ARBEITSAUFTRAG: Welche Einrichtung wollte der Brunnenverein laut dem Textauszug zur Unterhaltung der Sommergäste in Cannstatt schaffen?

TEXTAUSZUG:
________________

König Wilhelm I. ließ das Wilhelmatheater 1840 als Kur- und Hoftheater bauen. Vom Abriss bedroht, wurde 1982 der Wert des nur wenige Jahrzehnte bespielten Baus erkannt, der heute von der Hochschule für Musik und Darstellende Kunst genutzt wird.

Ideen zur Erweiterung der Schlossgärten Richtung Kahlenstein (heute Rosensteinpark), die Planung eines Badhaus für die Mineralquellen sowie Pläne für einen Neubau des Hoftheaters bildeten die Grundlage für die Entstehung des Wilhelmatheaters.

Schon Herzog Karl Eugen hatte sich mit einer Verlängerung der Schlossgärten zum Kahlenstein hin beschäftigt. Die Könige Friedrich I. und Wilhelm I. ließen Grundstücke erwerben, unter anderem auch einige unterhalb des Neckarhangs. Mit dem Kauf der Fabrik „Zais“ war 1836 das Gelände der heutigen Wilhelma schließlich arrondiert. Bereits 1829 waren Mineralquellen entdeckt worden. König Wilhelm I. beschloss daher, ein Badehaus am Neckar errichten zu lassen. Außerdem drängten in Stuttgart bauliche Probleme. Die Situation des Königlichen Hoftheaters war ganz und gar unbefriedigend. Noch immer behalf man sich mit dem riesigen, altmodischen Theater, das Herzog Karl Eugen in das Beer‘sche Lusthaus hatte einbauen lassen. Umbauten und ständige Reparaturen konnten die missliche Situation nicht beheben. Man beauftragte die drei Architekten Nikolaus von Thouret, Giovanni Salucci und Ludwig Zanth, 1835/36 Entwürfe für einen Neubau zu fertigen. König Wilhelm I. bevorzugte den Entwurf des jungen Zanth, doch die Theaterbaukommission konnte sich nicht abschließend entscheiden. So blieb es noch weitere Jahrzehnte beim alten Zustand.

1837 beauftragte der König Zanth zudem mit der Planung des Badehauses. Doch die Realisierung verzögerte sich, denn im aufstrebenden Badeort Cannstatt bemühte sich der Brunnenverein um Amüsements für die Sommergäste. Da ein Theater für den Verein nicht finanzierbar schien, kam dieser auf ein sinnvolles, durchaus schwäbisches Geschäftsmodell: Eine Spielbank könnte die Gäste vergnügen und versprach gleichzeitig gute Einnahmen. Der König indes wollte einer derartigen Einrichtung nicht zustimmen, schlug stattdessen vor, ein Theater aus seiner Privatschatulle zu errichten, das im Sommer als bürgerliches Kurtheater dienen sollte. In der übrigen Zeit wollte er es als kleines Hoftheater nutzen.

________________

GEGEBENE DATEN:
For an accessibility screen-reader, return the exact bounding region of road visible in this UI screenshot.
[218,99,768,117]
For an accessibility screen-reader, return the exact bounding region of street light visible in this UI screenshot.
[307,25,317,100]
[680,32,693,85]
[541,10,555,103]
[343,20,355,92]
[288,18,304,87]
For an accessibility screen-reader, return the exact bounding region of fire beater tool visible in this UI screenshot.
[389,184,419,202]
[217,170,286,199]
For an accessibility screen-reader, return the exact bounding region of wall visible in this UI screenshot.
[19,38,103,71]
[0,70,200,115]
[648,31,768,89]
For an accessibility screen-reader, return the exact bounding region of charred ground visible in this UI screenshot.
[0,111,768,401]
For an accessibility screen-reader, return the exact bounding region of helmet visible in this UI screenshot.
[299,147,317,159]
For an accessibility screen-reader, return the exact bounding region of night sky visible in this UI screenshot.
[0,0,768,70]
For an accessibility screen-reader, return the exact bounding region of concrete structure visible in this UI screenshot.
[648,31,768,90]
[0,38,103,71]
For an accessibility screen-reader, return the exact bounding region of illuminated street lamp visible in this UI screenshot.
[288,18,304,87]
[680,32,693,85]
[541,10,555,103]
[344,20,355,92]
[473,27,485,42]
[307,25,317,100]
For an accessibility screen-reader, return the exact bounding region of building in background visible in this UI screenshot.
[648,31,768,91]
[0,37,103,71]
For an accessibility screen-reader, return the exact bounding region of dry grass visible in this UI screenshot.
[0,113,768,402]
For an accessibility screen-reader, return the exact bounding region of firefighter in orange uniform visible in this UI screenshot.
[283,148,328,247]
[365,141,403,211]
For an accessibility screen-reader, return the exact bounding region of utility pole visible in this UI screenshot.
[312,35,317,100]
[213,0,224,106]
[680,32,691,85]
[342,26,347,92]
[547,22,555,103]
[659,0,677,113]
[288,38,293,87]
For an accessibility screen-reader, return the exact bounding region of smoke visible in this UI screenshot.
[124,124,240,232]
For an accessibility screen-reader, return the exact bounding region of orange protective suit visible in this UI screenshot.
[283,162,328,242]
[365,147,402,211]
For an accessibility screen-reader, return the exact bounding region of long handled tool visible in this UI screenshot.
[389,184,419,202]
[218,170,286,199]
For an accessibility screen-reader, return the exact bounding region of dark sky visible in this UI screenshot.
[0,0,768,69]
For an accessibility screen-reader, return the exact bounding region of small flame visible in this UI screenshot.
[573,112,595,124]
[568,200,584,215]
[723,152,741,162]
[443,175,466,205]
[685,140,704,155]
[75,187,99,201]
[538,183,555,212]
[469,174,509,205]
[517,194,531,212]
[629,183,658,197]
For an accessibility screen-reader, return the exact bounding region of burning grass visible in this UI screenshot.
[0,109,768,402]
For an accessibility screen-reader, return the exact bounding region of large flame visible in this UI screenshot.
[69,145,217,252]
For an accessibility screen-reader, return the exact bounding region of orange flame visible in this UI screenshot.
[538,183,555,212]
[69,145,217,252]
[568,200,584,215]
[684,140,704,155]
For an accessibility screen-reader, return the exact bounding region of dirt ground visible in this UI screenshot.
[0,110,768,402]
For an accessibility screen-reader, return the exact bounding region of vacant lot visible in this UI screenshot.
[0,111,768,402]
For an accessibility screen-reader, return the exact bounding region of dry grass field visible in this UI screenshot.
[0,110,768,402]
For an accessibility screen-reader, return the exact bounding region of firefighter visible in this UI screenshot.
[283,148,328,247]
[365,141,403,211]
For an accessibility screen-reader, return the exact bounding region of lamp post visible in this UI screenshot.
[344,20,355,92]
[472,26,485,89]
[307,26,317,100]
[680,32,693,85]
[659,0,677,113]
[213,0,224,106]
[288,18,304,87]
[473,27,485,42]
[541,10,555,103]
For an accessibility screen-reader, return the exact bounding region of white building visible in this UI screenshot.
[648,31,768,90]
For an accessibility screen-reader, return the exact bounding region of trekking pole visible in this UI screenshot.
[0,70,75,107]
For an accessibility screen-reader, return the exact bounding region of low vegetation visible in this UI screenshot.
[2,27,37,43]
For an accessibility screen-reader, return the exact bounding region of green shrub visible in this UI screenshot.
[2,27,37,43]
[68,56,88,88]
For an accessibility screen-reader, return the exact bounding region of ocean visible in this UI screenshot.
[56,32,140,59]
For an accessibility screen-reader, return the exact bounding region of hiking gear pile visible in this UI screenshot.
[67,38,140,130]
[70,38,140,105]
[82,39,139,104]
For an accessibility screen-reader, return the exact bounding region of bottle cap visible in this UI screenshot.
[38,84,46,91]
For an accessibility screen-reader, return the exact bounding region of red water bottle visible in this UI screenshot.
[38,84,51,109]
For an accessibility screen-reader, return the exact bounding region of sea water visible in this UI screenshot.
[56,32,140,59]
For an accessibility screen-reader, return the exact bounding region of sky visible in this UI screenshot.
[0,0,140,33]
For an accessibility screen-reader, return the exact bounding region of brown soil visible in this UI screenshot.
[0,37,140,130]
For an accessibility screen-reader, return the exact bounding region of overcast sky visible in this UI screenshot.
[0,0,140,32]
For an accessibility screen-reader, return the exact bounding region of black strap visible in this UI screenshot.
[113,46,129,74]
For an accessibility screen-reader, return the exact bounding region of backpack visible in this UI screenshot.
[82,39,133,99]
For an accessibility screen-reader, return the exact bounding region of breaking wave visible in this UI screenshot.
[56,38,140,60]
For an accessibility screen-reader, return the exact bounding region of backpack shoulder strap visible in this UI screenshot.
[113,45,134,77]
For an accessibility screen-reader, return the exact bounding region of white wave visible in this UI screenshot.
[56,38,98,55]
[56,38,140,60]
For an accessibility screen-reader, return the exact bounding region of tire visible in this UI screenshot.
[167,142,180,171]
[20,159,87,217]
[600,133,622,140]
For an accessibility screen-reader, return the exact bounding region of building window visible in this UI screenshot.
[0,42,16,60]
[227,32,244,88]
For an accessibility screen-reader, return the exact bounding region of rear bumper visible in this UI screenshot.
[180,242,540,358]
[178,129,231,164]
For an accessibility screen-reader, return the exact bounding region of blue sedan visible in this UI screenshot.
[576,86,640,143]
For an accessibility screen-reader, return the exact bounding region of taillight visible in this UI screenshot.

________________

LÖSUNG: Eine Spielbank.